▶ **Exercise aim**:
Starting with the first line of the rows and going on through the line containing "positive clicks: (278, 276)", express those lines as a Markdown table with the columns Num and Content, numbering each line and skipping blank ones. Leave the pictures out of the table.

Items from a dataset
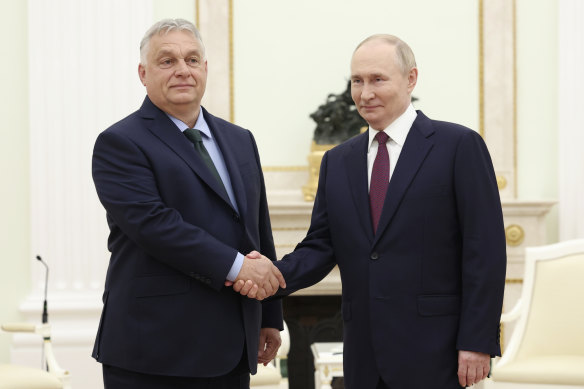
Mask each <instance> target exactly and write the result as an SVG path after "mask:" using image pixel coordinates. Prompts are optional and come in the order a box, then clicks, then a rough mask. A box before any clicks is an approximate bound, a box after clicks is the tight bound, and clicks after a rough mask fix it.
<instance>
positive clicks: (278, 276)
mask: <svg viewBox="0 0 584 389" xmlns="http://www.w3.org/2000/svg"><path fill="white" fill-rule="evenodd" d="M272 273H273V274H274V275H275V276H276V279H277V280H278V284H279V285H280V288H282V289H286V280H285V279H284V276H283V275H282V273H281V272H280V269H278V268H277V267H276V266H273V268H272Z"/></svg>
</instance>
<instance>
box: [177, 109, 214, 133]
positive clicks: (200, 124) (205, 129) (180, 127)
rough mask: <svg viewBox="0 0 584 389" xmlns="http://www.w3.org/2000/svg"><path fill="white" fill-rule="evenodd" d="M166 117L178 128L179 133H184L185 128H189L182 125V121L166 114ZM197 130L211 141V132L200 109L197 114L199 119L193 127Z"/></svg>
mask: <svg viewBox="0 0 584 389" xmlns="http://www.w3.org/2000/svg"><path fill="white" fill-rule="evenodd" d="M166 116H168V117H169V118H170V120H172V122H173V123H174V124H175V125H176V126H177V127H178V129H179V130H181V132H184V131H185V130H186V129H187V128H189V126H188V125H187V124H186V123H184V122H183V121H182V120H180V119H177V118H175V117H174V116H172V115H169V114H166ZM193 128H196V129H197V130H199V131H201V132H202V133H203V134H205V136H207V138H209V139H213V135H212V134H211V130H210V129H209V125H208V124H207V122H206V121H205V117H204V115H203V110H202V109H201V111H200V112H199V117H198V118H197V121H196V122H195V127H193Z"/></svg>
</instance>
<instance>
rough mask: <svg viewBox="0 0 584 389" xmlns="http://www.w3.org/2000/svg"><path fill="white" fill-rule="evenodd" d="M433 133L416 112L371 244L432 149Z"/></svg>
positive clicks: (421, 112) (389, 187)
mask: <svg viewBox="0 0 584 389" xmlns="http://www.w3.org/2000/svg"><path fill="white" fill-rule="evenodd" d="M433 133H434V128H433V126H432V123H431V121H430V119H428V118H427V117H426V116H425V115H424V114H423V113H422V112H419V111H418V116H417V118H416V120H415V121H414V123H413V125H412V128H411V129H410V131H409V133H408V136H407V138H406V141H405V143H404V146H403V149H402V151H401V153H400V156H399V160H398V162H397V165H396V167H395V169H394V172H393V175H392V177H391V180H390V181H389V187H388V188H387V194H386V197H385V203H384V204H383V210H382V211H381V218H380V219H379V225H378V226H377V233H376V234H375V241H374V243H373V244H375V243H377V241H378V240H379V237H380V236H381V235H382V234H383V231H384V230H385V229H386V228H387V226H388V225H389V223H390V222H391V219H392V218H393V216H394V214H395V212H396V211H397V209H398V207H399V205H400V203H401V201H402V199H403V197H404V195H405V193H406V191H407V189H408V187H409V185H410V183H411V182H412V180H413V179H414V177H415V176H416V174H417V172H418V170H419V169H420V166H422V162H424V159H426V156H427V155H428V153H429V152H430V150H431V149H432V146H433V145H434V142H433V141H432V140H431V138H430V136H431V135H432V134H433ZM390 163H391V161H390Z"/></svg>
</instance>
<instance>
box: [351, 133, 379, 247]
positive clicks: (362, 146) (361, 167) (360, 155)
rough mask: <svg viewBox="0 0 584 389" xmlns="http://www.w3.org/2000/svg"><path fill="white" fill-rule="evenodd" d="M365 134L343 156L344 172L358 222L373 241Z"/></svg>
mask: <svg viewBox="0 0 584 389" xmlns="http://www.w3.org/2000/svg"><path fill="white" fill-rule="evenodd" d="M368 143H369V136H368V134H367V132H365V133H363V134H361V135H358V137H357V138H356V141H355V142H354V143H353V144H352V147H351V148H350V149H349V151H348V152H347V154H346V155H345V172H346V173H347V177H348V178H349V184H350V185H349V187H350V188H351V195H352V197H353V201H354V202H355V208H356V209H357V210H358V212H357V213H358V215H359V222H360V223H361V227H362V228H363V231H367V236H368V237H369V239H370V240H372V239H373V226H372V222H371V212H370V208H369V192H368V190H367V146H368Z"/></svg>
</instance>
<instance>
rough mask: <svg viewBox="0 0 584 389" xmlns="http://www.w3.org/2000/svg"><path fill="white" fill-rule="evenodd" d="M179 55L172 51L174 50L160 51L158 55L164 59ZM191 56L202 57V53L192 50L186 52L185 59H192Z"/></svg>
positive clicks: (158, 53)
mask: <svg viewBox="0 0 584 389" xmlns="http://www.w3.org/2000/svg"><path fill="white" fill-rule="evenodd" d="M175 55H177V53H176V50H172V49H160V50H159V51H158V53H157V57H158V58H160V57H163V56H171V57H173V56H175ZM191 55H196V56H198V57H200V56H201V51H200V50H198V49H192V50H189V51H187V52H186V55H185V58H186V57H190V56H191Z"/></svg>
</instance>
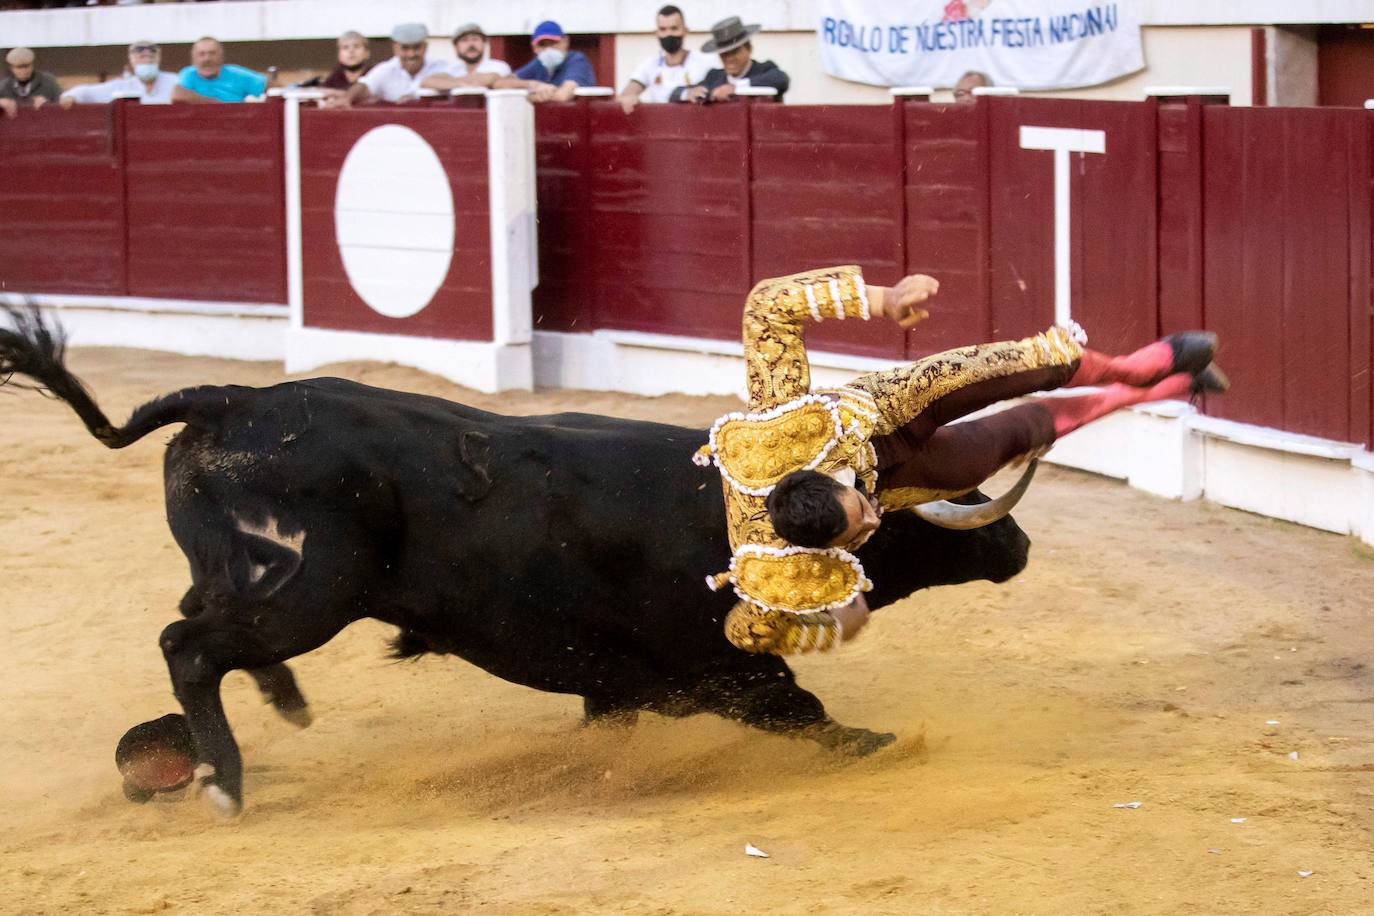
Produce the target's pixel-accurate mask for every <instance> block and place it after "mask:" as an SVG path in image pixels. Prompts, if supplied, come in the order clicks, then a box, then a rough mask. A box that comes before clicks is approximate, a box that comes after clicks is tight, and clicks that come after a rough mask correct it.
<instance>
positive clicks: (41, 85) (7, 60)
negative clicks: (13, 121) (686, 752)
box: [0, 48, 62, 118]
mask: <svg viewBox="0 0 1374 916" xmlns="http://www.w3.org/2000/svg"><path fill="white" fill-rule="evenodd" d="M4 62H5V63H7V65H8V66H10V76H8V77H5V78H4V80H0V111H4V114H5V117H7V118H12V117H15V115H16V114H19V108H41V107H43V106H45V104H47V103H49V102H56V100H58V96H59V95H62V87H60V85H58V78H56V77H55V76H52V74H51V73H48V71H45V70H34V67H33V62H34V56H33V51H30V49H29V48H11V49H10V54H7V55H5V56H4Z"/></svg>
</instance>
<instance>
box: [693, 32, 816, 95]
mask: <svg viewBox="0 0 1374 916" xmlns="http://www.w3.org/2000/svg"><path fill="white" fill-rule="evenodd" d="M760 27H761V26H758V25H747V26H746V25H745V23H743V22H741V21H739V16H730V18H728V19H721V21H720V22H717V23H716V25H713V26H712V27H710V41H708V43H706V44H703V45H702V47H701V49H702V51H705V52H706V54H719V55H720V67H719V69H716V70H712V71H710V73H708V74H706V78H705V80H702V81H701V82H698V84H697V85H692V87H688V88H683V87H677V88H676V89H673V95H672V100H673V102H697V103H698V104H701V103H709V102H732V100H734V98H735V89H736V88H739V87H769V88H774V89H776V91H778V100H779V102H782V96H783V93H785V92H787V87H789V85H790V80H787V74H786V73H783V71H782V69H780V67H779V66H778V65H776V63H774V62H772V60H754V59H753V55H754V47H753V44H752V43H750V41H749V36H752V34H753V33H756V32H758V29H760Z"/></svg>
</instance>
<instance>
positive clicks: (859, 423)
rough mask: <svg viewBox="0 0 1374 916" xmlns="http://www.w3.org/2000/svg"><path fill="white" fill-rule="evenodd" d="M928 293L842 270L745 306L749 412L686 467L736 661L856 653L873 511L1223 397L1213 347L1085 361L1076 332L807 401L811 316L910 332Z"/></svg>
mask: <svg viewBox="0 0 1374 916" xmlns="http://www.w3.org/2000/svg"><path fill="white" fill-rule="evenodd" d="M938 287H940V284H938V283H937V282H936V280H934V279H933V277H929V276H925V275H912V276H908V277H904V279H903V280H901V282H899V283H897V284H896V286H894V287H892V288H885V287H877V286H867V284H866V283H864V280H863V273H861V271H860V269H859V268H857V266H838V268H830V269H820V271H809V272H805V273H797V275H793V276H786V277H778V279H772V280H764V282H761V283H760V284H758V286H756V287H754V288H753V291H752V293H750V294H749V298H747V299H746V302H745V317H743V343H745V364H746V372H747V391H749V412H736V413H727V415H725V416H721V417H720V419H719V420H716V423H714V426H712V428H710V434H709V441H708V444H706V445H703V446H702V448H701V449H699V450H698V452H697V455H695V456H694V457H692V460H694V461H697V463H698V464H702V466H706V464H710V463H714V464H716V466H717V467H719V468H720V475H721V483H723V489H724V493H725V519H727V526H728V533H730V547H731V549H732V552H734V555H732V558H731V562H730V569H728V570H725V571H721V573H719V574H716V575H710V577H708V580H706V584H708V585H709V586H710V588H712V589H720V588H725V586H727V585H731V586H734V591H735V593H736V595H738V597H739V602H738V603H736V604H735V607H734V610H732V611H731V612H730V614H728V615H727V618H725V634H727V637H728V639H730V641H731V643H734V644H735V645H736V647H739V648H742V650H746V651H750V652H774V654H778V655H789V654H794V652H805V651H812V650H820V651H826V650H831V648H834V647H837V645H838V644H840V643H842V641H848V640H849V639H853V636H855V634H857V632H859V630H860V629H861V628H863V626H864V623H866V622H867V618H868V607H867V603H866V602H864V597H863V593H864V592H866V591H868V589H870V588H871V582H870V581H868V580H867V578H866V577H864V571H863V564H861V563H860V562H859V559H857V558H856V556H855V553H853V551H856V549H857V548H859V547H860V545H863V542H864V541H867V540H868V536H870V534H872V531H874V530H875V529H877V527H878V525H879V522H881V515H882V512H885V511H888V512H890V511H894V509H904V508H912V507H916V505H921V504H925V503H930V501H936V500H947V499H954V497H958V496H962V494H966V493H969V492H971V490H974V489H976V488H977V486H978V485H981V483H982V482H984V481H987V479H988V478H989V477H992V475H993V474H995V472H996V471H998V470H1000V468H1002V467H1004V466H1009V464H1014V463H1020V461H1024V460H1026V459H1031V457H1036V456H1039V455H1041V453H1043V452H1044V450H1047V449H1048V448H1050V445H1052V444H1054V442H1055V439H1058V438H1059V437H1062V435H1066V434H1068V433H1072V431H1073V430H1076V428H1079V427H1081V426H1084V424H1085V423H1090V422H1092V420H1095V419H1099V417H1102V416H1106V415H1107V413H1110V412H1113V411H1116V409H1118V408H1124V407H1129V405H1134V404H1145V402H1149V401H1161V400H1168V398H1180V397H1189V396H1191V394H1198V393H1220V391H1224V390H1226V389H1227V387H1228V382H1227V379H1226V375H1224V374H1223V372H1221V371H1220V368H1219V367H1217V365H1216V364H1215V363H1213V361H1212V357H1213V353H1215V349H1216V335H1213V334H1209V332H1204V331H1186V332H1182V334H1175V335H1171V336H1167V338H1164V339H1161V341H1157V342H1154V343H1151V345H1149V346H1146V347H1143V349H1140V350H1136V352H1135V353H1131V354H1128V356H1118V357H1112V356H1106V354H1102V353H1098V352H1094V350H1090V349H1087V347H1085V343H1087V336H1085V335H1084V332H1083V331H1081V328H1079V327H1077V325H1076V324H1073V325H1072V327H1051V328H1050V330H1047V331H1044V332H1043V334H1037V335H1035V336H1029V338H1025V339H1021V341H1006V342H998V343H980V345H974V346H966V347H959V349H955V350H947V352H944V353H936V354H933V356H927V357H925V358H921V360H916V361H915V363H912V364H910V365H904V367H900V368H896V369H890V371H885V372H875V374H871V375H864V376H861V378H857V379H855V380H853V382H851V383H849V385H845V386H842V387H838V389H820V390H815V391H813V390H812V389H811V371H809V365H808V361H807V350H805V343H804V325H805V323H807V320H808V319H809V320H812V321H823V320H829V319H835V320H842V319H860V320H867V319H868V317H872V316H877V317H886V319H890V320H893V321H896V323H897V324H899V325H901V327H903V328H911V327H914V325H915V324H916V323H918V321H921V320H922V319H925V317H927V314H929V313H927V312H926V310H925V309H922V308H921V305H922V304H923V302H926V301H927V299H929V298H930V297H933V295H934V294H936V293H937V291H938ZM1085 386H1102V387H1101V389H1099V390H1096V391H1094V393H1090V394H1080V396H1072V397H1050V398H1039V400H1036V401H1033V402H1028V404H1021V405H1017V407H1011V408H1007V409H1004V411H1000V412H998V413H993V415H991V416H985V417H981V419H974V420H966V422H963V423H952V422H954V420H958V419H960V417H965V416H967V415H970V413H973V412H976V411H980V409H982V408H985V407H989V405H992V404H995V402H998V401H1004V400H1009V398H1017V397H1022V396H1028V394H1031V393H1033V391H1048V390H1052V389H1059V387H1085ZM912 562H914V563H919V562H921V558H912Z"/></svg>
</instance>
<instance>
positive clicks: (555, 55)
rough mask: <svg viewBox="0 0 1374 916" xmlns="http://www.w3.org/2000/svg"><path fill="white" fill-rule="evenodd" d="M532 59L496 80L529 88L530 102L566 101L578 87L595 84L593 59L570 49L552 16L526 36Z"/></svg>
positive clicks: (515, 85)
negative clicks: (567, 45)
mask: <svg viewBox="0 0 1374 916" xmlns="http://www.w3.org/2000/svg"><path fill="white" fill-rule="evenodd" d="M529 43H530V44H532V45H533V47H534V59H533V60H530V62H529V63H526V65H525V66H523V67H521V69H519V70H517V71H515V76H514V77H510V78H507V80H500V81H497V82H496V85H497V87H499V88H503V89H528V91H529V100H530V102H567V100H569V99H572V98H573V92H574V91H576V89H577V87H594V85H596V73H595V71H594V70H592V62H591V60H588V59H587V55H584V54H583V52H581V51H570V49H569V48H567V45H569V40H567V34H566V33H565V32H563V27H562V26H561V25H558V23H556V22H554V21H552V19H545V21H544V22H540V23H539V25H537V26H534V32H533V33H532V34H530V36H529Z"/></svg>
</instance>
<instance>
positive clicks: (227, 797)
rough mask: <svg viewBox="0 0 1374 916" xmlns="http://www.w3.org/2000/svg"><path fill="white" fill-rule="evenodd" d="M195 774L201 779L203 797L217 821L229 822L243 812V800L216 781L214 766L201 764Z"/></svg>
mask: <svg viewBox="0 0 1374 916" xmlns="http://www.w3.org/2000/svg"><path fill="white" fill-rule="evenodd" d="M195 775H196V777H198V779H199V783H198V784H199V787H201V797H202V798H203V799H205V803H206V806H207V808H209V809H210V813H212V814H213V816H214V818H216V820H217V821H221V823H228V821H232V820H235V818H236V817H238V816H239V814H242V813H243V801H242V799H239V798H235V797H234V795H232V794H229V792H228V791H227V790H225V788H224V787H223V786H220V784H218V783H216V781H214V768H213V766H210V765H209V764H201V765H199V766H196V768H195Z"/></svg>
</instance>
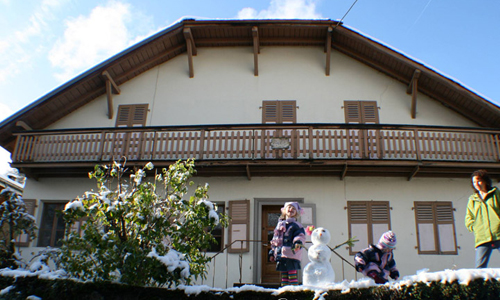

▶ **Exercise output**:
| Num | Content |
|---|---|
| 1 | Mask each <instance> target exactly and write the result as an SVG path after "mask:" using image pixel coordinates. Prompts are optional and come in the order a box, then clicks, then a rough mask. A box before any clicks is an approximate bound, a box after clicks is the tight bound, and clicks after a rough mask fix it. |
| 2 | <instance> |
| 3 | positive clicks: (278, 276) |